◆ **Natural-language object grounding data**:
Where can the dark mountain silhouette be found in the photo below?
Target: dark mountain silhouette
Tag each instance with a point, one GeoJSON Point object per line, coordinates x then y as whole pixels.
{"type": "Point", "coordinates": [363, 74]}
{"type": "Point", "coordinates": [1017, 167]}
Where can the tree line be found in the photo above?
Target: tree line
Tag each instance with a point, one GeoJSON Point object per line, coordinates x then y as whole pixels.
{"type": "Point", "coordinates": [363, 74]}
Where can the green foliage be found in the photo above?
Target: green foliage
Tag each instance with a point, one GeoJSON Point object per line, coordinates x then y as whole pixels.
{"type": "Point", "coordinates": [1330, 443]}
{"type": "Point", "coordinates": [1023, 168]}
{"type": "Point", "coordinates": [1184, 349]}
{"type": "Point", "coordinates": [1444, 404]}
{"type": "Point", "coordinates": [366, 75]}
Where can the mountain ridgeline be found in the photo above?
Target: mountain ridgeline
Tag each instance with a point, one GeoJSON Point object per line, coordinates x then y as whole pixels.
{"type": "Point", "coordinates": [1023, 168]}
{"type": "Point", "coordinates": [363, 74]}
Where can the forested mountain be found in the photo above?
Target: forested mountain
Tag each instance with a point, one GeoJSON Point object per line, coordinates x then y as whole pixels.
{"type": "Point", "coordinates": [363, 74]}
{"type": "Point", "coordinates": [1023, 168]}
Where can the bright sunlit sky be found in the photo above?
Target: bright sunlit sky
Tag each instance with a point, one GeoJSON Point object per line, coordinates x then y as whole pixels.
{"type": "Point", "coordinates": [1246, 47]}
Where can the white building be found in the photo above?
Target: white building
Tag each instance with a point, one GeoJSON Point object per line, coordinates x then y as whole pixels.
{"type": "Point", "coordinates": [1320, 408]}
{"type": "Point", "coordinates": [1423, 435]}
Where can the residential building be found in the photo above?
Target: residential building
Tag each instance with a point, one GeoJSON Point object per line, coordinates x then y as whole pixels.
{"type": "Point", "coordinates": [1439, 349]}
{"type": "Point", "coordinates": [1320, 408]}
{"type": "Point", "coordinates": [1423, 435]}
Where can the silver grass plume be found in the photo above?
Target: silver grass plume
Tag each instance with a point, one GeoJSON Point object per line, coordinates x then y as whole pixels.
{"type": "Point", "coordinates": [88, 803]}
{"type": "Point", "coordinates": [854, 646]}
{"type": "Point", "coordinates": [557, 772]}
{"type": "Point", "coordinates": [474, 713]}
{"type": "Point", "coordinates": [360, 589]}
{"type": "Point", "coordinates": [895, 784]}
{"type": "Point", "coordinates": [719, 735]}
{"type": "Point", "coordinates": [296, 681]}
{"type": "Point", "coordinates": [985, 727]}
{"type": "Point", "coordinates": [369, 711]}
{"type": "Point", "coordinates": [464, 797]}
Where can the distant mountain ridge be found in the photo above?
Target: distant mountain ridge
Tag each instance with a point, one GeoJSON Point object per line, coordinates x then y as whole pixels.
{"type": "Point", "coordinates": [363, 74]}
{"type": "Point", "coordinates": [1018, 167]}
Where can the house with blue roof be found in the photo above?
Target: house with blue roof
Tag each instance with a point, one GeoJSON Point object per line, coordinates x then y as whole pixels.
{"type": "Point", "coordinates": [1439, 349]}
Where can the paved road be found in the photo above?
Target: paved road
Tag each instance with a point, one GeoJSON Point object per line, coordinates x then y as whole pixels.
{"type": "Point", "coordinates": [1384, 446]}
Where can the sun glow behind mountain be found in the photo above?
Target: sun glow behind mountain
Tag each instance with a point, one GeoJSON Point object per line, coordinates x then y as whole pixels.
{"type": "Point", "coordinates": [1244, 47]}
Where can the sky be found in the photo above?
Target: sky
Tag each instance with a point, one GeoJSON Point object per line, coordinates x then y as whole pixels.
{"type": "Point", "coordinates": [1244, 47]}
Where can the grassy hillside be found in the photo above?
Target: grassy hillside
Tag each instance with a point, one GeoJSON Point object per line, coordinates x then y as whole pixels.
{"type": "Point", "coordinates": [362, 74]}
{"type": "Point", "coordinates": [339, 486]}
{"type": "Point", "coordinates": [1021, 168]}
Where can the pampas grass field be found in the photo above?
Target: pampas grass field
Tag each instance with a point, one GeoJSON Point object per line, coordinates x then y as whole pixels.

◆ **Exercise prompt**: Take each line above that holds the string "plume" and copy it.

◆ **Solution for this task**:
Where can the silver grass plume be found in the photo above?
Target: silver grass plume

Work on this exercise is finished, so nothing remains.